[Zapisane wpisy]
* * *
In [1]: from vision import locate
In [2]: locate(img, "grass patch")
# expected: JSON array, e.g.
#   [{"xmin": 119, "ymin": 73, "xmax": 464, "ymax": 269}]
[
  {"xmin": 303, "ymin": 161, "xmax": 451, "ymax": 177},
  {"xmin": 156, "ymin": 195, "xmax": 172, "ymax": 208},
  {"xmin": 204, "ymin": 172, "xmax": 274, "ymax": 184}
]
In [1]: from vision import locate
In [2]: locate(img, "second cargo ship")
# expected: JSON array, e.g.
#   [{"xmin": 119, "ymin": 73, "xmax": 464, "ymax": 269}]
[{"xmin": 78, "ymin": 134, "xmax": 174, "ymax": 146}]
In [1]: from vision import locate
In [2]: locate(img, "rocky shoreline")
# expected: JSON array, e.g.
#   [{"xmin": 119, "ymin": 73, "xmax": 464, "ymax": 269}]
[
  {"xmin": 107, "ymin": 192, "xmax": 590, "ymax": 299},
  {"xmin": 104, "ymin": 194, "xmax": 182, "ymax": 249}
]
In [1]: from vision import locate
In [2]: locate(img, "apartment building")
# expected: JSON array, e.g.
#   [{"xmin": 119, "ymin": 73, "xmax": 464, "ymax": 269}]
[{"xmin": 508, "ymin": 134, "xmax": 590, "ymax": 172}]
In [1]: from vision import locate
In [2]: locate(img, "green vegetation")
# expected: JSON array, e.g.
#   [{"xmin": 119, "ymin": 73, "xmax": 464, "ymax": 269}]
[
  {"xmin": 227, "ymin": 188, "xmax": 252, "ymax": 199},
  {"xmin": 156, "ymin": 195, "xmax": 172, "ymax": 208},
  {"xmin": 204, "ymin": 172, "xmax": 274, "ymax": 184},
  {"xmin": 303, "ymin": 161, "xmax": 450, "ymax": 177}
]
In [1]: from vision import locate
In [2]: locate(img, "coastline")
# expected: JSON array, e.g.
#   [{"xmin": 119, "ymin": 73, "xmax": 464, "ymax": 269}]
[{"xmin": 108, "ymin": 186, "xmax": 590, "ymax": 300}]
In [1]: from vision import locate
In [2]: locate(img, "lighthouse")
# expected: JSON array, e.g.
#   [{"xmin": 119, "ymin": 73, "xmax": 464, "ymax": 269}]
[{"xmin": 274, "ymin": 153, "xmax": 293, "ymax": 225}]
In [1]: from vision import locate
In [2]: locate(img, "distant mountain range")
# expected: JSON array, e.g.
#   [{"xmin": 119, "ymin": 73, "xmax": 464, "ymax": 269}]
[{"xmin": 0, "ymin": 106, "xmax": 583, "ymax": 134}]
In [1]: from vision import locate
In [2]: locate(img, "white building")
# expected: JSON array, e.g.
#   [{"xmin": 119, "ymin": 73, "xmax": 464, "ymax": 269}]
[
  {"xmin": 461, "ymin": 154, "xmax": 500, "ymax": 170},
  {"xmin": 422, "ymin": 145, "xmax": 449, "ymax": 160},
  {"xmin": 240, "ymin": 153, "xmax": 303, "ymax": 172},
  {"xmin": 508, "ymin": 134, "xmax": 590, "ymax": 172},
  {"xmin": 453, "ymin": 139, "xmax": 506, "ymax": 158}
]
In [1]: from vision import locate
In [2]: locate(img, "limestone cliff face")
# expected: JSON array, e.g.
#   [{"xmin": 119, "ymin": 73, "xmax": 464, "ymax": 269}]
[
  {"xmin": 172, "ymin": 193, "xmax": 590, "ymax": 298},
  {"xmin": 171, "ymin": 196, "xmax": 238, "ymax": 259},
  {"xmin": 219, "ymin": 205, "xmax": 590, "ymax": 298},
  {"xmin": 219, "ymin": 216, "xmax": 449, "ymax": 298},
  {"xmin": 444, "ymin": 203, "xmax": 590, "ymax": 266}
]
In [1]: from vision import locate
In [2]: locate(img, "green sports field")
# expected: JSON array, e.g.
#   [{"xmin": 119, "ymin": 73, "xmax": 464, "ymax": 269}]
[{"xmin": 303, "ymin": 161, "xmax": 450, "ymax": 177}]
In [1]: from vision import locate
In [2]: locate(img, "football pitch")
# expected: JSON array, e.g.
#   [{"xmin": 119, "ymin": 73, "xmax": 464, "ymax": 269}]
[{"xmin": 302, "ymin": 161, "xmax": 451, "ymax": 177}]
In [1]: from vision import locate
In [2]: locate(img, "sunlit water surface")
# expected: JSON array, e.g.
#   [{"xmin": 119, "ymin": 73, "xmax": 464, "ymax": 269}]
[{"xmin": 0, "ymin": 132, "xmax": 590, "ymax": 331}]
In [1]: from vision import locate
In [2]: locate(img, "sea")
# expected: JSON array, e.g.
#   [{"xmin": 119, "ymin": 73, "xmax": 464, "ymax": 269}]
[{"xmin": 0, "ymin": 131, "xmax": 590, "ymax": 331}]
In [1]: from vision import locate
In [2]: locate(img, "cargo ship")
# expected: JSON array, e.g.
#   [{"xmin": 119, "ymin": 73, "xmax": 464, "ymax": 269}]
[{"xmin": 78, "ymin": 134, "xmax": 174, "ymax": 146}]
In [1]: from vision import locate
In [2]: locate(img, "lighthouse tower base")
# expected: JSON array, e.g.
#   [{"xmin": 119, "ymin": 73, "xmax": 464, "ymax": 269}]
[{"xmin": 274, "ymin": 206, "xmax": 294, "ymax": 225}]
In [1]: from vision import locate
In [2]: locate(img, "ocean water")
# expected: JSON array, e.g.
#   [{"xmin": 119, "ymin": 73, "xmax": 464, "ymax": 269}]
* * *
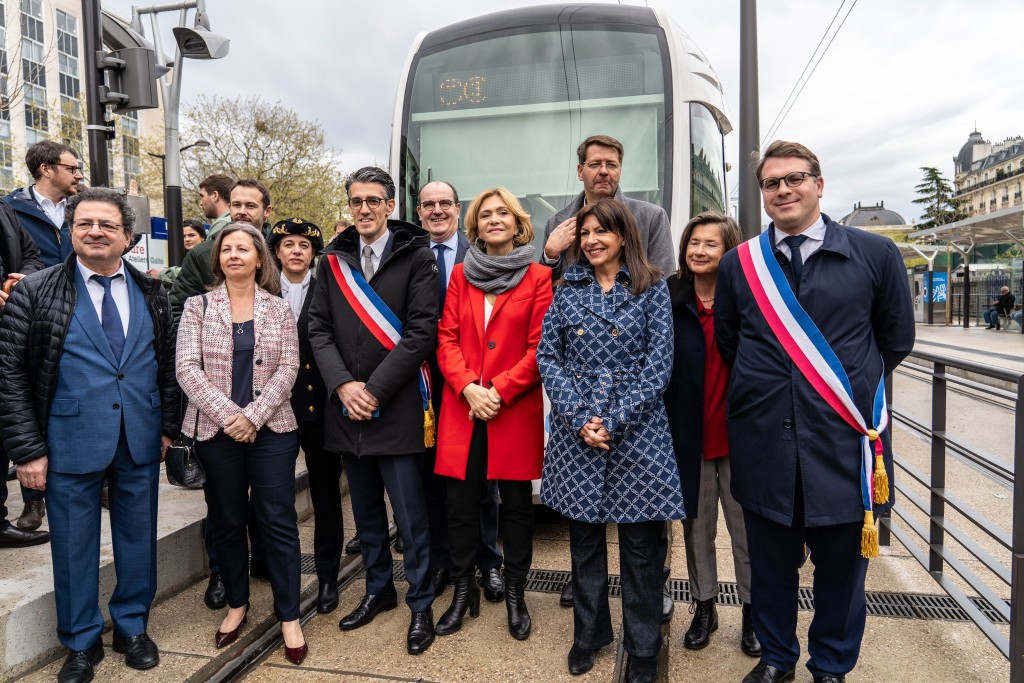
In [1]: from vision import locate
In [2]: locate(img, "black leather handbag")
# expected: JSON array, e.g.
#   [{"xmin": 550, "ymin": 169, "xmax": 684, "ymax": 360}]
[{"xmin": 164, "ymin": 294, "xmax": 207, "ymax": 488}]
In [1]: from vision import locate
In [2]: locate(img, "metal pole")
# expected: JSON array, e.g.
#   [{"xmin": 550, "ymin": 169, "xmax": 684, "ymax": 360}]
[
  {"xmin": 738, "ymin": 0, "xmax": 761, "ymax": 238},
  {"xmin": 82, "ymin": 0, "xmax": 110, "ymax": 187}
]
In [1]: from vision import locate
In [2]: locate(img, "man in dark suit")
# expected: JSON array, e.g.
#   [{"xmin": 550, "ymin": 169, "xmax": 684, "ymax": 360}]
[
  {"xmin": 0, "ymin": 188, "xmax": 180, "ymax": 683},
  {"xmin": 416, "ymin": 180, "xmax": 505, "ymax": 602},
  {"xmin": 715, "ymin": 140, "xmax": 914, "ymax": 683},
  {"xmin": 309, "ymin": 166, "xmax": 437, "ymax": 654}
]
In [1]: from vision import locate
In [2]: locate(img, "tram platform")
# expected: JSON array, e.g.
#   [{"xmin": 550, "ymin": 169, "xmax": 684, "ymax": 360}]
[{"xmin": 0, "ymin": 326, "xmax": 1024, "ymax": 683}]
* * *
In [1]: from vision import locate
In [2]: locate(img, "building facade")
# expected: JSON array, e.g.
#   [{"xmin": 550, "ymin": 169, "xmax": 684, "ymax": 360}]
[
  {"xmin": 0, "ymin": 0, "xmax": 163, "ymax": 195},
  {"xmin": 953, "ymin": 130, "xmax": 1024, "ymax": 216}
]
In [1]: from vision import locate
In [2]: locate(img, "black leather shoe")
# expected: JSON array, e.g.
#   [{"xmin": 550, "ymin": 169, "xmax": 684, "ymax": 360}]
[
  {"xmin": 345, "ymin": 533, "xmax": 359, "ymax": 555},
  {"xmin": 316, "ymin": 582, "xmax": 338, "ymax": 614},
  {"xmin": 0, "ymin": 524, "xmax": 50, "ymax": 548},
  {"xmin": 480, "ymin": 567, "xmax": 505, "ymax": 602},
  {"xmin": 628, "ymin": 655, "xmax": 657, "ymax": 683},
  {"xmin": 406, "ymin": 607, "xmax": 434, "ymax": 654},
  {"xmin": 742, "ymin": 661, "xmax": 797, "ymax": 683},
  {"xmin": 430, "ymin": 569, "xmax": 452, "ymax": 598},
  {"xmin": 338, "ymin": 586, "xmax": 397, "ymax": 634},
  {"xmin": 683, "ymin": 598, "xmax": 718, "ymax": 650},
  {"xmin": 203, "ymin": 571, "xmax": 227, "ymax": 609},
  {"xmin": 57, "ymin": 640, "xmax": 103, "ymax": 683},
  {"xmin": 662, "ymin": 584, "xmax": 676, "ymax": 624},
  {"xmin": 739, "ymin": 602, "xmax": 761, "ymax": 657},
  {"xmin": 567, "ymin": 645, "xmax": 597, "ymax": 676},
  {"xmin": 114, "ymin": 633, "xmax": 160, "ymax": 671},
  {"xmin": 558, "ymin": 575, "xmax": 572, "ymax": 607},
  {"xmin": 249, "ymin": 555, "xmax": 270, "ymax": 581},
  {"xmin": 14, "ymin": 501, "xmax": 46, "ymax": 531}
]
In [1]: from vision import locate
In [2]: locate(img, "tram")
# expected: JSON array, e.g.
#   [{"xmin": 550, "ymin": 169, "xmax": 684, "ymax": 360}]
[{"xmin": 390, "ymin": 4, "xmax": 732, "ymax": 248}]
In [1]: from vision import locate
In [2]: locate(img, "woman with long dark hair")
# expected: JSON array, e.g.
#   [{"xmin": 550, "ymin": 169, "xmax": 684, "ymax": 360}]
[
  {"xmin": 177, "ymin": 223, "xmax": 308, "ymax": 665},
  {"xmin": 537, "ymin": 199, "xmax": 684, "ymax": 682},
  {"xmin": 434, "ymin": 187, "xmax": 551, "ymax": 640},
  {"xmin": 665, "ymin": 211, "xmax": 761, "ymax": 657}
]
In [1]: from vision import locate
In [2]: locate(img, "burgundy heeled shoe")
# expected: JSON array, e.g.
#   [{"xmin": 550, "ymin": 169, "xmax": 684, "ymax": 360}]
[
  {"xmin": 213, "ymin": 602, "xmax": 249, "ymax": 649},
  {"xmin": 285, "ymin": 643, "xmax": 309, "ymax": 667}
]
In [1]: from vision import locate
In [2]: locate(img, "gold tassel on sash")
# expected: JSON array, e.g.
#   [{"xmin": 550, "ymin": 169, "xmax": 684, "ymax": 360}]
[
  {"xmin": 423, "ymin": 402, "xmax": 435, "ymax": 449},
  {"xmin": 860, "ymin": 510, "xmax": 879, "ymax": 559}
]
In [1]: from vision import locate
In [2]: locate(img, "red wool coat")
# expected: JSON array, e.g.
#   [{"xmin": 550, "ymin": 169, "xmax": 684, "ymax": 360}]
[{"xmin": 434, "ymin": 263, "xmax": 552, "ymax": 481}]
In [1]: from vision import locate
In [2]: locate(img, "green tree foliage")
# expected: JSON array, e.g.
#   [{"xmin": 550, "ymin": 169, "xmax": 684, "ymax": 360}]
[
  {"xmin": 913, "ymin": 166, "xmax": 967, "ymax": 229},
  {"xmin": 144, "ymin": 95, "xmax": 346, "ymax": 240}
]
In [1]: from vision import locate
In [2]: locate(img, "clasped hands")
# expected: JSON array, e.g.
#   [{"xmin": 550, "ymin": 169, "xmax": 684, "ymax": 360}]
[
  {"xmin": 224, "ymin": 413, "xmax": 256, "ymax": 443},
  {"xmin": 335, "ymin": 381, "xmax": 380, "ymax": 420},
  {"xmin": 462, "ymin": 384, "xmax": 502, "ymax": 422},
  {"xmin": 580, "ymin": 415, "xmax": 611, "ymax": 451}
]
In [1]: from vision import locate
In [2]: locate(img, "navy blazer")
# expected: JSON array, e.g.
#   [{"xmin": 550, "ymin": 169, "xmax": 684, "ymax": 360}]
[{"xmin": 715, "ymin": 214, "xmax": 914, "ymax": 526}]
* * *
Polecenie: Zbierz z powyższych wierszy wszystkie te, w których występuje słowo „lighthouse”, i przepisz je bez zmian.

Wynik zadania:
In [2]: locate(img, "lighthouse")
In [2]: locate(img, "lighthouse tower base")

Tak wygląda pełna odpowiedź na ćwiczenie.